## BRIEF
Please find the lines in the following records that hold "nearest", and copy them.

Segment Start: DATA

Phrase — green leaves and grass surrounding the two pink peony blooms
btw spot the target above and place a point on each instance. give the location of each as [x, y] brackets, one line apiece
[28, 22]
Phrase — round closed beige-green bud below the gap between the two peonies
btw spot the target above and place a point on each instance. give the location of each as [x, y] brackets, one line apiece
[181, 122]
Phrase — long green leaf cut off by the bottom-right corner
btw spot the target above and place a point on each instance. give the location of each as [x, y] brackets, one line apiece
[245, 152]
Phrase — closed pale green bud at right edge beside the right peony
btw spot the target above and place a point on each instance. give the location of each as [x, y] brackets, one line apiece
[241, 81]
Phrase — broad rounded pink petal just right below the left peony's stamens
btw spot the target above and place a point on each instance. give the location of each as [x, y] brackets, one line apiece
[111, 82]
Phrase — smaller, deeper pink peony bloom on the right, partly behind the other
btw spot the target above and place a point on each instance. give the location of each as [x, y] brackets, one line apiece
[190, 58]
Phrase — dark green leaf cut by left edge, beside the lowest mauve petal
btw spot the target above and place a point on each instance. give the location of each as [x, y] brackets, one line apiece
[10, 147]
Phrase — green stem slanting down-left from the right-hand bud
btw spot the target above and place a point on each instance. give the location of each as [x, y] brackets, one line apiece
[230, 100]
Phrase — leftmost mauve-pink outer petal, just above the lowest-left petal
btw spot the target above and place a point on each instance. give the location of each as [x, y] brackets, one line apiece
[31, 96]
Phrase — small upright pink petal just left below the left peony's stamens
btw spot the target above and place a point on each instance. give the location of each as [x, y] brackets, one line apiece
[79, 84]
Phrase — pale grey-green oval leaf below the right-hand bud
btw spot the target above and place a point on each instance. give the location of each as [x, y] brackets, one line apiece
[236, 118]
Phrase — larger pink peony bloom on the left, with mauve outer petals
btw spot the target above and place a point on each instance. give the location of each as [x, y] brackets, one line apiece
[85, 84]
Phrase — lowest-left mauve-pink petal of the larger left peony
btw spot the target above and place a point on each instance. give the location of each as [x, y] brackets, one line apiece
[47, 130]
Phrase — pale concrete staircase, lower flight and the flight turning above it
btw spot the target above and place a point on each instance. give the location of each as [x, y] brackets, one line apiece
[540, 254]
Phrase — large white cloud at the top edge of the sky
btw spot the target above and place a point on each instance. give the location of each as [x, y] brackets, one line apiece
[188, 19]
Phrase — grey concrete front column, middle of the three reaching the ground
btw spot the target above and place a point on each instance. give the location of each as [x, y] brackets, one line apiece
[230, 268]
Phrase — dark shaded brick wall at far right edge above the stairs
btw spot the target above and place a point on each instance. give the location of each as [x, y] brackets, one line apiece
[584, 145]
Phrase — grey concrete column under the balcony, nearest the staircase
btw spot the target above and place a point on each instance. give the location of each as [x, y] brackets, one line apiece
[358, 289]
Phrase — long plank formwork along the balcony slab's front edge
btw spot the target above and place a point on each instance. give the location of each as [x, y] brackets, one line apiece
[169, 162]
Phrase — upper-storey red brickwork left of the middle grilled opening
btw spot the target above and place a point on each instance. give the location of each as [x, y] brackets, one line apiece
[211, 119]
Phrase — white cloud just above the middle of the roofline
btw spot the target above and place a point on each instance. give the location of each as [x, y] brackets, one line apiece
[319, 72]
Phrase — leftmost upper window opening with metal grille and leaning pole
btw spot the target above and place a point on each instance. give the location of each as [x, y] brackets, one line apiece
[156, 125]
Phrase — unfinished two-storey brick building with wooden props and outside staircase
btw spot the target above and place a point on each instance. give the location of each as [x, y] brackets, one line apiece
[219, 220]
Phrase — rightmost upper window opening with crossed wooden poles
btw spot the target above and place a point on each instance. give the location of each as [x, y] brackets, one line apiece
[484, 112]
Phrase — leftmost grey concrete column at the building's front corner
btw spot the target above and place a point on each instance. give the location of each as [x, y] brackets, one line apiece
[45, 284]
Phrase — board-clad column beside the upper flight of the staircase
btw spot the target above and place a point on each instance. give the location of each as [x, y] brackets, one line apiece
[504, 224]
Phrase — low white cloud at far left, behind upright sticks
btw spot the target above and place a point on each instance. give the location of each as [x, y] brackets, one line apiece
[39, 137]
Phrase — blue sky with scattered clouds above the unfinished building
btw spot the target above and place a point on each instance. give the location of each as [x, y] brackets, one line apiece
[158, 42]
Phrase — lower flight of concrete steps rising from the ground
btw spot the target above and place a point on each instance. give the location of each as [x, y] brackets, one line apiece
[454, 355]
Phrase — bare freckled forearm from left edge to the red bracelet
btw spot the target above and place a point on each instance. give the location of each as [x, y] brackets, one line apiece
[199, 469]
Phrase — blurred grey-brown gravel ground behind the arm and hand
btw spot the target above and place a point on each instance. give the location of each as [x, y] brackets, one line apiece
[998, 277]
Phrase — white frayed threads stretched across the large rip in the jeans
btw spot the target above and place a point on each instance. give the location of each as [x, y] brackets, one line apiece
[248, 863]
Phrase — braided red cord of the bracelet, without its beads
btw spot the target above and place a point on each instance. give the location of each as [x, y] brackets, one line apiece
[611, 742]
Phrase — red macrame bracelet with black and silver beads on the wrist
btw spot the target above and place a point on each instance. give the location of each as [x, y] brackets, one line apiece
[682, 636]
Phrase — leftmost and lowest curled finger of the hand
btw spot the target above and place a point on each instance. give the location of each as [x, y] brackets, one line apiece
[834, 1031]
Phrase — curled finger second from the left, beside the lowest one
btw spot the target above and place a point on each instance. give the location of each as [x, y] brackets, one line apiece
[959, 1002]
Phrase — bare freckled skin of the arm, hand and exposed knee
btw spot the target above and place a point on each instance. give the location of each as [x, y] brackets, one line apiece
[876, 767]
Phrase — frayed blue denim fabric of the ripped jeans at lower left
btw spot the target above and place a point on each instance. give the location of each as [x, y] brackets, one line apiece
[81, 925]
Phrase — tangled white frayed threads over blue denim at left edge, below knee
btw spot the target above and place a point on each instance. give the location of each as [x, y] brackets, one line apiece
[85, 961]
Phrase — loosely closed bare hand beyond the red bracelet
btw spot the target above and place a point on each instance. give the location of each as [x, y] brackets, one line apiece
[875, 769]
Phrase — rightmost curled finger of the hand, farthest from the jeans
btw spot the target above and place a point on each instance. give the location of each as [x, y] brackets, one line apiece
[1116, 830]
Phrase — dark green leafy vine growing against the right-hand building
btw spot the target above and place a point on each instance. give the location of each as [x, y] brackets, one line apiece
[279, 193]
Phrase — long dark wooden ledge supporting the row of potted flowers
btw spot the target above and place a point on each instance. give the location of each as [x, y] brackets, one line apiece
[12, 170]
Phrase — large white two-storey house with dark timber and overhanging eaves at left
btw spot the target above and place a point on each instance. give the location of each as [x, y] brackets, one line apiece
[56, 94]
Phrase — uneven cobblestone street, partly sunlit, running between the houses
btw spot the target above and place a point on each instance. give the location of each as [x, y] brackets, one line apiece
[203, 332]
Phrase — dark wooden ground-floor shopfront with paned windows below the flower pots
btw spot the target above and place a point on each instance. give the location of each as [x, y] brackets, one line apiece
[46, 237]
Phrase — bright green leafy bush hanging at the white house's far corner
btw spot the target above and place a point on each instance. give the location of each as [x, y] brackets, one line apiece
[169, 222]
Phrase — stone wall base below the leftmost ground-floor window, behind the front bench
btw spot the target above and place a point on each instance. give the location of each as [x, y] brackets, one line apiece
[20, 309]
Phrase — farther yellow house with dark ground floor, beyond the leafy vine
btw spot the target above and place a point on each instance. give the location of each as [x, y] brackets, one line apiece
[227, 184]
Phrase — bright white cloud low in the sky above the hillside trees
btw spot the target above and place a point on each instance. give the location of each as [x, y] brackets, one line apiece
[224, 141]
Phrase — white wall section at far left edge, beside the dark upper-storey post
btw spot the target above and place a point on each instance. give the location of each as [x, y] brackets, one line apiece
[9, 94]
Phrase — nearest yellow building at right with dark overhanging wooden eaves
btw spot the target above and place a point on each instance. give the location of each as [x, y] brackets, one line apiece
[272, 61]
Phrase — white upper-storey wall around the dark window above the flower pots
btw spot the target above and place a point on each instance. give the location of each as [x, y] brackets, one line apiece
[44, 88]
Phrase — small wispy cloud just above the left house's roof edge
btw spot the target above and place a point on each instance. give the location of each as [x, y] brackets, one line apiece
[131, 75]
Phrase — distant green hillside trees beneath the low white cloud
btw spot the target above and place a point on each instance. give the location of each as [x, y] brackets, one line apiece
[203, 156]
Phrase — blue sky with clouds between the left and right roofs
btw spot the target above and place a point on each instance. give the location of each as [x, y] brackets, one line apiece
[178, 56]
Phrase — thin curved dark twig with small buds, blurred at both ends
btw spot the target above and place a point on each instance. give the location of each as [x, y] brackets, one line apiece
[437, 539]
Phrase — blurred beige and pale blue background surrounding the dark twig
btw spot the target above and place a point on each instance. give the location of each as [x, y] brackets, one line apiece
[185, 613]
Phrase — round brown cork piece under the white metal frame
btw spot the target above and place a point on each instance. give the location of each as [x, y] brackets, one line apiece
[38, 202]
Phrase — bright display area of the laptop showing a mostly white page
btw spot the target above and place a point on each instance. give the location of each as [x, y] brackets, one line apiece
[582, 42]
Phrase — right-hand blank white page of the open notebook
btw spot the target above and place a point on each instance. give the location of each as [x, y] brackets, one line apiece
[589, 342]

Segment End: DATA

## ANSWER TO THE EXERCISE
Phrase — grey concrete column under the balcony, nearest the staircase
Phrase — nearest yellow building at right with dark overhanging wooden eaves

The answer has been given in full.